**Records for the exercise**
—————

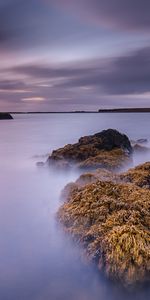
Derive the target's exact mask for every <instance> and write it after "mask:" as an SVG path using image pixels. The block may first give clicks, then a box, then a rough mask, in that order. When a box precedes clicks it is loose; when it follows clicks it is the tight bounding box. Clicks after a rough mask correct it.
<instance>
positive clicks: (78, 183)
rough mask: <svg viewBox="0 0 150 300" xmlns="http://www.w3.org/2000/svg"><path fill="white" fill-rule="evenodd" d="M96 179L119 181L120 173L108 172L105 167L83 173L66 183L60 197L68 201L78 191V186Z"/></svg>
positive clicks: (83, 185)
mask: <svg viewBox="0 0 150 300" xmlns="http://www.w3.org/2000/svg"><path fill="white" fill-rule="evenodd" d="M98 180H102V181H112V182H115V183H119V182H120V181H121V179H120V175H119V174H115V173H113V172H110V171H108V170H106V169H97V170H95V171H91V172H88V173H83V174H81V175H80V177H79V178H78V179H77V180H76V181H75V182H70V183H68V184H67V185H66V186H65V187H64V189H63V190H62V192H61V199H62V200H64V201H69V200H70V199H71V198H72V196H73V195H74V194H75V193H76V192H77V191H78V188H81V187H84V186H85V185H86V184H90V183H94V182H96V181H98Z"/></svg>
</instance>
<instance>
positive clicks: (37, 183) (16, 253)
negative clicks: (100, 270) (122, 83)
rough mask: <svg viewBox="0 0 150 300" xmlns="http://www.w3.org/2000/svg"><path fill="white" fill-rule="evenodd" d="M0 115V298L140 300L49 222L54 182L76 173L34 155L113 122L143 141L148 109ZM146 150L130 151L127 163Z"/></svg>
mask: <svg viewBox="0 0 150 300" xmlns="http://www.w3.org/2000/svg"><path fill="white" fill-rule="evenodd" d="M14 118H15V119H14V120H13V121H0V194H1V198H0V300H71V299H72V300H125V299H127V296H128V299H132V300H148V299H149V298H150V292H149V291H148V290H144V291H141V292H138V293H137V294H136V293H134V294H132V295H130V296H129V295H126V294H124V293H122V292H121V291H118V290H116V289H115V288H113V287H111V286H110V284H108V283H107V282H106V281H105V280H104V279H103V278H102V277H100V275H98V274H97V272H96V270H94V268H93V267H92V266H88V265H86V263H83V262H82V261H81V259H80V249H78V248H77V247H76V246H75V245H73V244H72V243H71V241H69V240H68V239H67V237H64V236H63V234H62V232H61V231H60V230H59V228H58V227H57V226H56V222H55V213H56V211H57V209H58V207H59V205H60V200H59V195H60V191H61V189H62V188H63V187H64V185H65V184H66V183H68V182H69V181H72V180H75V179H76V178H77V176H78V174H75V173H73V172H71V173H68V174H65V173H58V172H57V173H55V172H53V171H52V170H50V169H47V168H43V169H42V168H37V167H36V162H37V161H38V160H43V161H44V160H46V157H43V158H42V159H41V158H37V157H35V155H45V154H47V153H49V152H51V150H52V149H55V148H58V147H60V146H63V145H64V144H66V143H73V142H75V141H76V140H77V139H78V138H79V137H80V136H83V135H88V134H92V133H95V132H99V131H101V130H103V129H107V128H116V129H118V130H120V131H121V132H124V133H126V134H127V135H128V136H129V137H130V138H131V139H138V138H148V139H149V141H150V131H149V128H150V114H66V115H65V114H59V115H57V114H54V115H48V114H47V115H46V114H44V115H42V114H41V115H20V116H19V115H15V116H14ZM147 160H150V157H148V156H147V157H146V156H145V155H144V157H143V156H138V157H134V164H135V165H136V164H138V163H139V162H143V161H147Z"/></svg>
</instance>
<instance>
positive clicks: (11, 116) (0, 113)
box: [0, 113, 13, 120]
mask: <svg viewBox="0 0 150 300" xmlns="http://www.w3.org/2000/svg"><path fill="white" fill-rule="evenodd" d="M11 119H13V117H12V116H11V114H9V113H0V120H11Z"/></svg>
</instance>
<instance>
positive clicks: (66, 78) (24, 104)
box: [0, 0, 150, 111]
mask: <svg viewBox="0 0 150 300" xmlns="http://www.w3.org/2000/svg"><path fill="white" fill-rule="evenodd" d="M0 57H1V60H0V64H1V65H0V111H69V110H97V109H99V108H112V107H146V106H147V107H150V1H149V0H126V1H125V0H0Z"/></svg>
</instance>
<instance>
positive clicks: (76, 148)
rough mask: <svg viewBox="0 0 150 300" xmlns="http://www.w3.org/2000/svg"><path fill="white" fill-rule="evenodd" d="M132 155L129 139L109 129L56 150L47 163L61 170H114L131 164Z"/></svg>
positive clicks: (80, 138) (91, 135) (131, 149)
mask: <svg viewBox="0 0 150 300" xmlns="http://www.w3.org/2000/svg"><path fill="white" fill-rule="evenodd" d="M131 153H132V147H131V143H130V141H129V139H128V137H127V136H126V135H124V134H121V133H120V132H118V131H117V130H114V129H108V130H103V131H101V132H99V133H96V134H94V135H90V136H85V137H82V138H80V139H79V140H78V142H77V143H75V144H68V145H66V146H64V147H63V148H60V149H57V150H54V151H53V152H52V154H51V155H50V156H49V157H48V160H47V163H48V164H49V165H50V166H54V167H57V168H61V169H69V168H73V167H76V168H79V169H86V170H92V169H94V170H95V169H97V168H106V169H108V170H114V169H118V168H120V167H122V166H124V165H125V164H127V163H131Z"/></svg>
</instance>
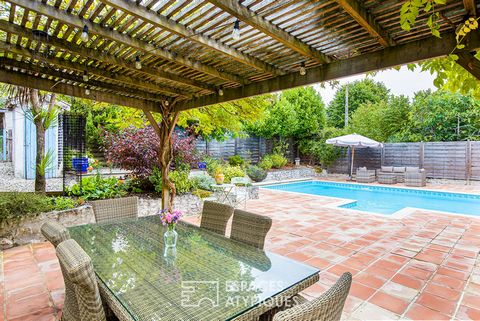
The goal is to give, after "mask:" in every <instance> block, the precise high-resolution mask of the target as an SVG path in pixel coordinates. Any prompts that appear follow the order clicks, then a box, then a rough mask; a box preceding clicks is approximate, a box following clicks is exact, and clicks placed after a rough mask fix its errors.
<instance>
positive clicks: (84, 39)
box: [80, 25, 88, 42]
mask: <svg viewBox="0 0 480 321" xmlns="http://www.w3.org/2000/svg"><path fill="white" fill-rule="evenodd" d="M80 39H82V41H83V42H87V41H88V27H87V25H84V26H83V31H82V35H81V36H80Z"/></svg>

—————

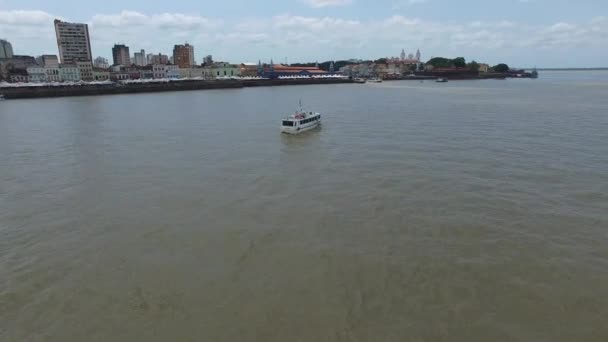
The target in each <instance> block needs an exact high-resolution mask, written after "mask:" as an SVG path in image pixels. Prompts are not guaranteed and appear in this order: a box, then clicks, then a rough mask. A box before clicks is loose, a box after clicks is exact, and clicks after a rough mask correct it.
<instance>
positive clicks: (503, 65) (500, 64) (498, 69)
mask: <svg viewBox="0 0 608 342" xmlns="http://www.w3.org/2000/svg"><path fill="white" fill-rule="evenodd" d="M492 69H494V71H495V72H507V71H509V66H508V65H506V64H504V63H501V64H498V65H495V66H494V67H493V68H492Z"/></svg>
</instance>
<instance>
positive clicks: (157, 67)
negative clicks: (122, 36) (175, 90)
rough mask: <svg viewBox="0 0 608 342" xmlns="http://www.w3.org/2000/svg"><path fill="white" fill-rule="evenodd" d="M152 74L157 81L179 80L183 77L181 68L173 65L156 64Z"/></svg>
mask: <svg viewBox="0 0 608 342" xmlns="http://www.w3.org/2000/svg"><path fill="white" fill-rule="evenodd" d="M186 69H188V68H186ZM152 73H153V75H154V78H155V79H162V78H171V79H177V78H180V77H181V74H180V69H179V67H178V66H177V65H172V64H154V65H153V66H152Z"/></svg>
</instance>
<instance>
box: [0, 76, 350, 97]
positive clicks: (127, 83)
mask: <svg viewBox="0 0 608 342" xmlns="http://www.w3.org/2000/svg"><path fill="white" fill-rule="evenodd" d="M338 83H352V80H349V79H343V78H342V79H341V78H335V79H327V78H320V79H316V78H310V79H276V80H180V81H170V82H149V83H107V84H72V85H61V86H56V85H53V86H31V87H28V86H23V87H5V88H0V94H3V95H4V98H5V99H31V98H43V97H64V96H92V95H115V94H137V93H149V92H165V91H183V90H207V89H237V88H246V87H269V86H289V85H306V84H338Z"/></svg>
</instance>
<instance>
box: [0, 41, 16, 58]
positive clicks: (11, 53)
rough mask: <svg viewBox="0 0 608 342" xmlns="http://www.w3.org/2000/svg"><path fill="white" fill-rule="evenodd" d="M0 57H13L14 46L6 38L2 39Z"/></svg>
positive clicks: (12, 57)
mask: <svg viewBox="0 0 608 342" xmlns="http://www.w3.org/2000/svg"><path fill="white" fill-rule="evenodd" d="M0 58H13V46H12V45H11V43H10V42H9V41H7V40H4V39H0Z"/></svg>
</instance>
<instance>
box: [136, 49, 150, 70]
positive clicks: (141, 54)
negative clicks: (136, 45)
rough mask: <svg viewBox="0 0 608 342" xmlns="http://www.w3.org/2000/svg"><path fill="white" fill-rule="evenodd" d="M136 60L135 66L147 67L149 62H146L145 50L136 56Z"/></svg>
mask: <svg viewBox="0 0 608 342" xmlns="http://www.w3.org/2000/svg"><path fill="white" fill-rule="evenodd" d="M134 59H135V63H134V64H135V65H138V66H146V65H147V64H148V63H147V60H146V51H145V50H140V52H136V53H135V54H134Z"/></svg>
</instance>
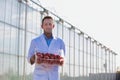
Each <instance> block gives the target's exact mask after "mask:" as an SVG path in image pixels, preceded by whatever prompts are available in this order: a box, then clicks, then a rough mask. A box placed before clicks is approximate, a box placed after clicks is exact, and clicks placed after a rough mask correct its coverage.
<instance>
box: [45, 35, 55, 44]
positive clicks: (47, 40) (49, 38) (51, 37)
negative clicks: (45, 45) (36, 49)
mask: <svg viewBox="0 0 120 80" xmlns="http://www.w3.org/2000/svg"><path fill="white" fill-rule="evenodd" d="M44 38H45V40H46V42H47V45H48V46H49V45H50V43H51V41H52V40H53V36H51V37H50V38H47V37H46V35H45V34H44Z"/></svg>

—————

**Exercise**
Count how many lines in the rows above contain the word "before", and reply with only that number.

**Reply**
2